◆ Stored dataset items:
## START
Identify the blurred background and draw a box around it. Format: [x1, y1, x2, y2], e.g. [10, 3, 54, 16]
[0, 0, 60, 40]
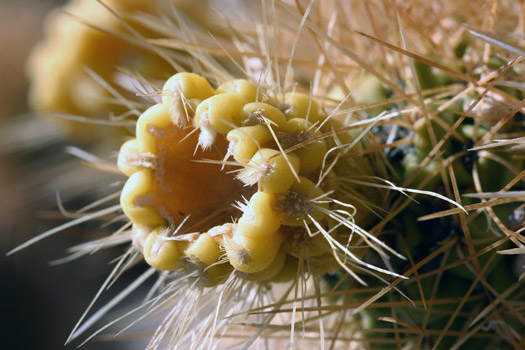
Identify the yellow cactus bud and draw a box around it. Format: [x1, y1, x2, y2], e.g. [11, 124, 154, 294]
[236, 192, 283, 237]
[246, 248, 286, 282]
[185, 233, 222, 266]
[143, 231, 181, 271]
[272, 254, 299, 283]
[281, 225, 330, 258]
[120, 169, 166, 226]
[162, 73, 213, 126]
[215, 79, 262, 102]
[224, 231, 283, 273]
[226, 125, 272, 164]
[276, 176, 328, 226]
[279, 118, 328, 175]
[239, 148, 300, 193]
[241, 102, 286, 128]
[117, 139, 141, 176]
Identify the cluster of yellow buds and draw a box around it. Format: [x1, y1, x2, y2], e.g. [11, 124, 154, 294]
[118, 73, 364, 281]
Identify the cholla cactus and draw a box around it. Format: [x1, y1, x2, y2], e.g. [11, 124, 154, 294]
[19, 1, 525, 349]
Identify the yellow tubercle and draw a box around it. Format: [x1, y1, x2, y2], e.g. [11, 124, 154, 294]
[240, 102, 286, 128]
[226, 125, 272, 164]
[215, 79, 262, 102]
[239, 148, 300, 193]
[136, 103, 172, 154]
[143, 230, 182, 271]
[193, 93, 248, 134]
[184, 233, 222, 266]
[162, 72, 213, 126]
[224, 231, 283, 273]
[246, 248, 286, 282]
[281, 225, 330, 258]
[279, 92, 326, 124]
[279, 118, 328, 175]
[120, 169, 166, 226]
[271, 254, 299, 283]
[235, 192, 283, 237]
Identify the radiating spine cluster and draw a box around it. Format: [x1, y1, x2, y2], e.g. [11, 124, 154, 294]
[118, 73, 372, 280]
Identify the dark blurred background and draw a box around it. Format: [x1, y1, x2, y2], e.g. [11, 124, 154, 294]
[0, 0, 137, 350]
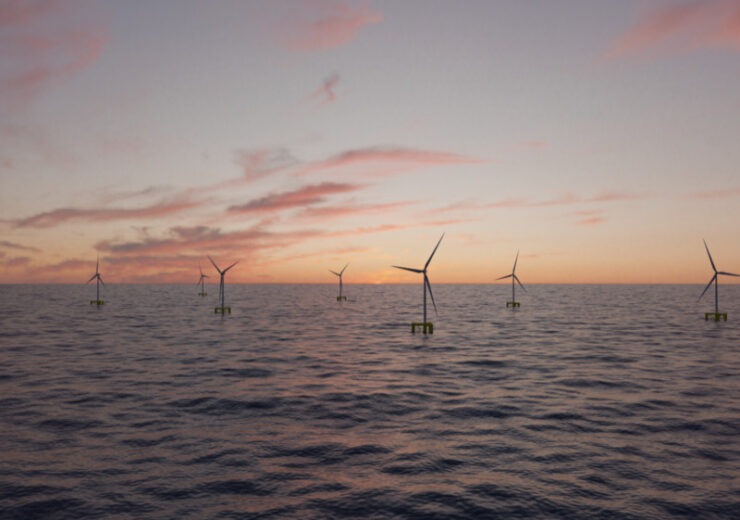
## END
◆ What is being asked: Pick out and copy every line above that contains the word "Identify". Case counts, so only matches with the same capitalization qualify.

◆ Correct response:
Identify the blurred background and draw a box around it. Format: [x1, y1, x2, y2], e.g. [10, 3, 54, 16]
Identify the yellow cactus bud and draw a box around it. Format: [x1, y1, x2, y2], e.g. [11, 124, 154, 294]
Identify the cluster of yellow buds and draw a box around it. Format: [x1, y1, x2, y2], e.g. [11, 124, 154, 294]
Identify the cholla cactus and draw a box around it. Format: [x1, y1, x2, y2], e.g. [11, 124, 154, 294]
Identify the yellow tubercle and draw a box around it. Format: [x1, y1, x2, y2], e.g. [11, 124, 154, 294]
Identify the radiating spine cluster and draw a box around it. Format: [x1, y1, x2, y2], e.g. [11, 124, 154, 294]
Identify the dark blurred background and draw a box around it. Format: [x1, y1, x2, y2], e.g. [11, 124, 154, 294]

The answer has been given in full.